> [Data excerpts]
※

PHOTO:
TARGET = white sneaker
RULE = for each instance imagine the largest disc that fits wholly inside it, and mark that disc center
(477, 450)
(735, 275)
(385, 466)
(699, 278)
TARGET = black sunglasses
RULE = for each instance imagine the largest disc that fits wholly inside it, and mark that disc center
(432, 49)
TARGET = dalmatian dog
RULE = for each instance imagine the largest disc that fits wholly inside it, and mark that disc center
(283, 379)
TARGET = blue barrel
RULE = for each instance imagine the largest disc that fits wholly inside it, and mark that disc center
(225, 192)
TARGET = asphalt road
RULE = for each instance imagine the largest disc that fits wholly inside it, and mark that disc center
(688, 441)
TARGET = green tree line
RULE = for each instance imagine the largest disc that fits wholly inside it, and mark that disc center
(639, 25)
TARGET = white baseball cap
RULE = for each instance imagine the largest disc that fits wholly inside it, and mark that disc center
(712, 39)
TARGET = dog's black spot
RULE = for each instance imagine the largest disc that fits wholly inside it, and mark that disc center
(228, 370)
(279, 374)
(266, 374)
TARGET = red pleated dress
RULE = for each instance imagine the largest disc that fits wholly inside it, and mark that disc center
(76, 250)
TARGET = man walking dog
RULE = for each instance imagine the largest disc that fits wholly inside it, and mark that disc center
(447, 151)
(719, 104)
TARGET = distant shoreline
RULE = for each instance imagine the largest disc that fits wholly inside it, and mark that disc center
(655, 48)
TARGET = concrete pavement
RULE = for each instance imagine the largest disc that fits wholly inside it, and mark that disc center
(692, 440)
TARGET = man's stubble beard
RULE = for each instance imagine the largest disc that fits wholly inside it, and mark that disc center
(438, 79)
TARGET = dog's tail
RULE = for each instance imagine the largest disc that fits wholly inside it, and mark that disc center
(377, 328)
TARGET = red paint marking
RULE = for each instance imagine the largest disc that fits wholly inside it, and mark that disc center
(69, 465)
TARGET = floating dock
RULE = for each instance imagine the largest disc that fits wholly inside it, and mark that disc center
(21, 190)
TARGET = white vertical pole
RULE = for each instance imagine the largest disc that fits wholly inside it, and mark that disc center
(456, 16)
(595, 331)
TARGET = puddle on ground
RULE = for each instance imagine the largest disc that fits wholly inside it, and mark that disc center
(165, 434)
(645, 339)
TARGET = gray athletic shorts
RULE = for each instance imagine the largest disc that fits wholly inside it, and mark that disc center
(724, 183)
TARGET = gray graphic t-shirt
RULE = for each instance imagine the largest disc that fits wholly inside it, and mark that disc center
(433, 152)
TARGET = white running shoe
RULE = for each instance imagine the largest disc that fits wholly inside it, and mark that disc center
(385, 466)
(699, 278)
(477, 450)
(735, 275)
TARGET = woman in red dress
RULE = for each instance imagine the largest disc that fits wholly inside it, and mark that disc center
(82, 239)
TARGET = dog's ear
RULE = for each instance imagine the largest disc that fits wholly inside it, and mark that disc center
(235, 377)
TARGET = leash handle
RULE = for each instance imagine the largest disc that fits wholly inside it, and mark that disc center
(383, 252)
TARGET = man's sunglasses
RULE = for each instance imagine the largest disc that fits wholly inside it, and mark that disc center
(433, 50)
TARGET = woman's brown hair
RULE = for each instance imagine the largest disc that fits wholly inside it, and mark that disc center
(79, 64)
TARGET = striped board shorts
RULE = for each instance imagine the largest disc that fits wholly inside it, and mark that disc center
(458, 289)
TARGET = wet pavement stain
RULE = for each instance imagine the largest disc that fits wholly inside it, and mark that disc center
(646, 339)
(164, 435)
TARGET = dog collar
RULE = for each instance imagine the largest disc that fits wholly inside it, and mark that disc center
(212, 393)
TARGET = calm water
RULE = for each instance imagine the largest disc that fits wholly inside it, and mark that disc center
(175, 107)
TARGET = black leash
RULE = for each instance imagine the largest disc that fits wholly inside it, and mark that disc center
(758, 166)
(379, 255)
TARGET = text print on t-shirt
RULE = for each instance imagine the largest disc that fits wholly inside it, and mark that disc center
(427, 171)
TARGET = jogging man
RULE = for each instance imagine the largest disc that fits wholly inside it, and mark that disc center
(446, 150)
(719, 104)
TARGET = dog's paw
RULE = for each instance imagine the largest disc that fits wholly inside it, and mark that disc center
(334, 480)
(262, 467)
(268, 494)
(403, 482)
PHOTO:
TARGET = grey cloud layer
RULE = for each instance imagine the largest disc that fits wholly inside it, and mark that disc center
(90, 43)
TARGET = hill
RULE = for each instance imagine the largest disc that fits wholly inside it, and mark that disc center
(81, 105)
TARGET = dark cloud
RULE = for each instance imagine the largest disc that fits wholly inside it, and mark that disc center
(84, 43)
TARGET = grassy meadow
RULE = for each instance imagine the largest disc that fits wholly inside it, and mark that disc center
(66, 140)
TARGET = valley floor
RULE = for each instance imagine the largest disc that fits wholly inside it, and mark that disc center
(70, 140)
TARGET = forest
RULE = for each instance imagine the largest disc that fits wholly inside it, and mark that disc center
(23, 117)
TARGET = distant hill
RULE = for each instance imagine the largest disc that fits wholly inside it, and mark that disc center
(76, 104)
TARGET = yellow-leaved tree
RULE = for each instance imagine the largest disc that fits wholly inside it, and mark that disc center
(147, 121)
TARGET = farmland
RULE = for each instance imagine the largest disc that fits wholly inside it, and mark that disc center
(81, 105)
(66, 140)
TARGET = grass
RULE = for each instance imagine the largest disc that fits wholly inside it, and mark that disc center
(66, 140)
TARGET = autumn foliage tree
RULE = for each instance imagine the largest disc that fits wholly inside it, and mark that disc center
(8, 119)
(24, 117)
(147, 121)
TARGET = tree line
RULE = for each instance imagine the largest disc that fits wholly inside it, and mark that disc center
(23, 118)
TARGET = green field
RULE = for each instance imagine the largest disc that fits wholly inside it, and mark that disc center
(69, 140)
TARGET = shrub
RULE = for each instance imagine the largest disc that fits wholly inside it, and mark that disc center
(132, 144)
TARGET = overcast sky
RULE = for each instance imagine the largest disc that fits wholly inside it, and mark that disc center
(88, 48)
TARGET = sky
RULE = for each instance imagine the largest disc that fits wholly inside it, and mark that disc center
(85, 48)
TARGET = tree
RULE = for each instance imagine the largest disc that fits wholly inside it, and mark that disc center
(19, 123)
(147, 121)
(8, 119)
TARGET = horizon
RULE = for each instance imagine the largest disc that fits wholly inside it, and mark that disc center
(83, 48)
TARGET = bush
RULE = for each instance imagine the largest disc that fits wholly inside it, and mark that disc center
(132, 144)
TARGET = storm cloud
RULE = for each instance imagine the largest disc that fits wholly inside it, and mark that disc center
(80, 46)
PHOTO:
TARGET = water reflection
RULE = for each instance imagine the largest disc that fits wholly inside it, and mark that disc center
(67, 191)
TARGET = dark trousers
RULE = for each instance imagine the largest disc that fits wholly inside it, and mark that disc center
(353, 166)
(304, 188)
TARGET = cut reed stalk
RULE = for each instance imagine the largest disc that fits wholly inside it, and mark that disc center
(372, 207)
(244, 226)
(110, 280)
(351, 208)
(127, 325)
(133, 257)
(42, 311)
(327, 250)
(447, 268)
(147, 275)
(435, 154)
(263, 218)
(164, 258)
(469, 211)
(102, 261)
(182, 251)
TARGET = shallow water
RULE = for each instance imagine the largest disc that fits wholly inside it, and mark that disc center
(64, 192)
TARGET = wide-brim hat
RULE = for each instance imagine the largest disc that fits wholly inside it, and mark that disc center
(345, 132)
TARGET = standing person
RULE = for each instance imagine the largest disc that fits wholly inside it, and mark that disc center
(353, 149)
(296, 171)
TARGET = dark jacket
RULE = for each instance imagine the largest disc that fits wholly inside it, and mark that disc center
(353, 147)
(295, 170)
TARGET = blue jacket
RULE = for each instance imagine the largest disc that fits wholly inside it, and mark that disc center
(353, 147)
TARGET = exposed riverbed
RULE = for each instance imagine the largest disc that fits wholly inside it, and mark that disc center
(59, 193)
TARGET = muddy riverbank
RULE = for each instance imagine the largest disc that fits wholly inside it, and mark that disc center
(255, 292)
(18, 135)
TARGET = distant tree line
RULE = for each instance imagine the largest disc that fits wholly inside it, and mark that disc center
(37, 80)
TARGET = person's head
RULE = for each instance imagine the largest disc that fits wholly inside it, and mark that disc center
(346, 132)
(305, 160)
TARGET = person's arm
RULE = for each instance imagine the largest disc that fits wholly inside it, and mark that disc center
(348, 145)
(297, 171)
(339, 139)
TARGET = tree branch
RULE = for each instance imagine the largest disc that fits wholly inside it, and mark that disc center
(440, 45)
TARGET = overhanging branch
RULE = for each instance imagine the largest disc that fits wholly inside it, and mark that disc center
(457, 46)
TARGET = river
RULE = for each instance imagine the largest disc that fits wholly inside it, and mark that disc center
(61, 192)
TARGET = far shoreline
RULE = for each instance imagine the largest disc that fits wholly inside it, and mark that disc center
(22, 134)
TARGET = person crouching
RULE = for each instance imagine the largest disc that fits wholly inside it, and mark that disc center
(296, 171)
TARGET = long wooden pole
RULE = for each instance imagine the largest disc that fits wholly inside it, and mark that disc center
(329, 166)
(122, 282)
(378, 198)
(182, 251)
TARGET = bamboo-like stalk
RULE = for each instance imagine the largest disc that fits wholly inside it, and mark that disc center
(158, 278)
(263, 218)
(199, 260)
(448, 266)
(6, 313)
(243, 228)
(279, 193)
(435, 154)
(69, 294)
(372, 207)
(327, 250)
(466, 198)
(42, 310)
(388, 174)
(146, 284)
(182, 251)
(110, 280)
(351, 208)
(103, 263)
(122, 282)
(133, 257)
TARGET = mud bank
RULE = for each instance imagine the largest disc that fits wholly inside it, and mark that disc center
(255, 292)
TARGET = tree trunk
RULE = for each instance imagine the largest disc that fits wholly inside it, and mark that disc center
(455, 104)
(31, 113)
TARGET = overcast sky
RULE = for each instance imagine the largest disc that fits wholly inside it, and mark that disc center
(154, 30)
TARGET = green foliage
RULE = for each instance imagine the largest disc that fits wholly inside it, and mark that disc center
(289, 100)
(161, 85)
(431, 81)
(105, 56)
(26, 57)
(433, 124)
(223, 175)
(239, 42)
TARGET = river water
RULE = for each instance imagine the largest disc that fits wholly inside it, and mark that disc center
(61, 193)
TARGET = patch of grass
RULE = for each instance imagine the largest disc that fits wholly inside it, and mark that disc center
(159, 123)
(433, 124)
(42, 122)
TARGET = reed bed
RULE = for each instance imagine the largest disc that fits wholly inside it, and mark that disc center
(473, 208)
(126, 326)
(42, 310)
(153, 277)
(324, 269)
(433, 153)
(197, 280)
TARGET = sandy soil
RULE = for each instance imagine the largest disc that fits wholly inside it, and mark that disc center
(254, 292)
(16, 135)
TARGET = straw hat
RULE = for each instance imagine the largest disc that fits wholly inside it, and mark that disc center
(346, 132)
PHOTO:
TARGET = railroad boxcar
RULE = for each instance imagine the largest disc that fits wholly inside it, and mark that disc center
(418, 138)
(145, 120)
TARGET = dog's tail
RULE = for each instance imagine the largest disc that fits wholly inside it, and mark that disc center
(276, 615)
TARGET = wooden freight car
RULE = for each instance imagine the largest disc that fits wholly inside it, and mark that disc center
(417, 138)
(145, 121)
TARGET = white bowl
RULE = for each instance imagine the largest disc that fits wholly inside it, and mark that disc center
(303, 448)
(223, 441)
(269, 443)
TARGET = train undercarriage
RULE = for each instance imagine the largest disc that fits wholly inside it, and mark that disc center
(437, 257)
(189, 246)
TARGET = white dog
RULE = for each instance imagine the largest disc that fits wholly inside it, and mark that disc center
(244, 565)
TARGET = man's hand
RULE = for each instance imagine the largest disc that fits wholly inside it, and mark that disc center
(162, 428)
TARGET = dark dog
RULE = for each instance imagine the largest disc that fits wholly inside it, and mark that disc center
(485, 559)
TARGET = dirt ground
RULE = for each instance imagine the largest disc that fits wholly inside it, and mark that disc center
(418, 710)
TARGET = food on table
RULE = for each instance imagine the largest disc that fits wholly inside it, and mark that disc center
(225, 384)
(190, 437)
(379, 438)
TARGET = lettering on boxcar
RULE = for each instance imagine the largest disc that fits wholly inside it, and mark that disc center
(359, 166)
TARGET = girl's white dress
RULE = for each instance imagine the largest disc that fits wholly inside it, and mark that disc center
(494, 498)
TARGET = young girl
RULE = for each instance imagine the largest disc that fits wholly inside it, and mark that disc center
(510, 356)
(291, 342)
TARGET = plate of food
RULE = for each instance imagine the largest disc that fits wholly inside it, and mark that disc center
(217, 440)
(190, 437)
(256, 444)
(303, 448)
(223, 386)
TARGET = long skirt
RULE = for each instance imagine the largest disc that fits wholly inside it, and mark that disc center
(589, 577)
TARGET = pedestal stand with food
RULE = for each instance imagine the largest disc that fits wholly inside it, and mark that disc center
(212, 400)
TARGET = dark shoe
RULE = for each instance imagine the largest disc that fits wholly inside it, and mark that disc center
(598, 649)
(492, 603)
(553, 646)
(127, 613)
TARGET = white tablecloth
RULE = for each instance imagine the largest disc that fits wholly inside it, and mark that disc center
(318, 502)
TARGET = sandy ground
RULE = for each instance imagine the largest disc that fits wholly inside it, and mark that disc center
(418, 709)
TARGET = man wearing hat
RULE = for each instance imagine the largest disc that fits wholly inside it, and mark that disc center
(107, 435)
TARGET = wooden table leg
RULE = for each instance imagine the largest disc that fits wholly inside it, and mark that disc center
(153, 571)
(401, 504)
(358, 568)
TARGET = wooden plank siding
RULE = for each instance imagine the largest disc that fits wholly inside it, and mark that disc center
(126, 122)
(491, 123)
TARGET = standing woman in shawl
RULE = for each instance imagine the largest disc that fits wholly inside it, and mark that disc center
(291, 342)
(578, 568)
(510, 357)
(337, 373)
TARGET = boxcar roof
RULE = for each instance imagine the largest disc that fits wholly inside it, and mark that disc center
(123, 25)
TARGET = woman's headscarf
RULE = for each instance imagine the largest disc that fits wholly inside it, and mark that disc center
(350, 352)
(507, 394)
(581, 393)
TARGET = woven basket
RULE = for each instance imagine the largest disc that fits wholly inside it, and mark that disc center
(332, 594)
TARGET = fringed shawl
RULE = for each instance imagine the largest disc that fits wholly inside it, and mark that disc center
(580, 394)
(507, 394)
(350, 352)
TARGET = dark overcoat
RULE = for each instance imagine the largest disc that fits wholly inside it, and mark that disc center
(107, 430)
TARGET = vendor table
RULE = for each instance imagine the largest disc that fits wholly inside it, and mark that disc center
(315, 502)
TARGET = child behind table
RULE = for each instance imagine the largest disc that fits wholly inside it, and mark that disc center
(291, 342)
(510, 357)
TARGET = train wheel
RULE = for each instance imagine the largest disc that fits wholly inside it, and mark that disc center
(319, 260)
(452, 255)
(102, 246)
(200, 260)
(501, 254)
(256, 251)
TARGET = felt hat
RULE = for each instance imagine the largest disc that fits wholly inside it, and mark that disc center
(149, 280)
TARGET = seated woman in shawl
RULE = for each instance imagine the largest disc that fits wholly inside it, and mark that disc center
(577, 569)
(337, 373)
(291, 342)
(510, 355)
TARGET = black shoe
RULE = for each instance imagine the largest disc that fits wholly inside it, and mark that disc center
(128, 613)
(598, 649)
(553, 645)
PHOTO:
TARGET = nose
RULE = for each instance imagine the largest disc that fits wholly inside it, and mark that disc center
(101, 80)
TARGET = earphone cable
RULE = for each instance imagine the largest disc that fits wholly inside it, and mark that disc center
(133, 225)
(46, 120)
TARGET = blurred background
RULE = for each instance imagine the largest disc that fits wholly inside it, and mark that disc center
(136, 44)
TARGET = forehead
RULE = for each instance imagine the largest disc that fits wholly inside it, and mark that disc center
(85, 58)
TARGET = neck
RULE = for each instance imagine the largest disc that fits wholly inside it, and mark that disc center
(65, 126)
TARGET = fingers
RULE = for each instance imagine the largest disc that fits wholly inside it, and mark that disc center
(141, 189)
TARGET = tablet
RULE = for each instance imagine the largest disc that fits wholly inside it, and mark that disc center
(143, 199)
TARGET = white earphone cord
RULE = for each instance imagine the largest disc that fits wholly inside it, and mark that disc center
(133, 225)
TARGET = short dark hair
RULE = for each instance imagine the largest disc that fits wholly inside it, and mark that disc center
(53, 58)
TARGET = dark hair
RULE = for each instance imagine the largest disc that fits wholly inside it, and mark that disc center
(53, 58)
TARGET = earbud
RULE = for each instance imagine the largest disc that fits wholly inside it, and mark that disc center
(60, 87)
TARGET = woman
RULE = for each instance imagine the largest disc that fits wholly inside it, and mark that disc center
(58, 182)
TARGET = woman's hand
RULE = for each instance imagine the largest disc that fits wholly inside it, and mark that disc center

※

> [What to work on]
Please give again the lines above between the line holding "TARGET = long wooden pole" and the line holding "TARGET = green foliage", inclusive, exactly as they are and with nothing added.

> [Response for this exercise]
TARGET = long wooden pole
RULE = for each instance imagine the largest disc that fits wholly inside it, and mark that disc center
(329, 166)
(122, 282)
(378, 198)
(182, 251)
TARGET = bamboo-like stalk
RULE = for each instance imagine the largest disc that fits wholly inside it, and mark that disc center
(158, 278)
(263, 218)
(199, 260)
(448, 266)
(6, 313)
(243, 228)
(279, 193)
(435, 154)
(69, 294)
(372, 207)
(327, 250)
(466, 198)
(42, 310)
(388, 174)
(146, 284)
(182, 251)
(110, 280)
(351, 208)
(103, 263)
(122, 282)
(133, 257)
TARGET = mud bank
RULE = for each instance imagine the largest disc that fits wholly inside it, and mark that disc center
(255, 292)
TARGET = tree trunk
RULE = for each instance imagine the largest disc that fits wholly inside it, and mark that disc center
(455, 104)
(31, 113)
TARGET = overcast sky
RULE = for each instance imagine the largest disc that fits wholly inside it, and mark that disc center
(154, 30)
TARGET = green foliage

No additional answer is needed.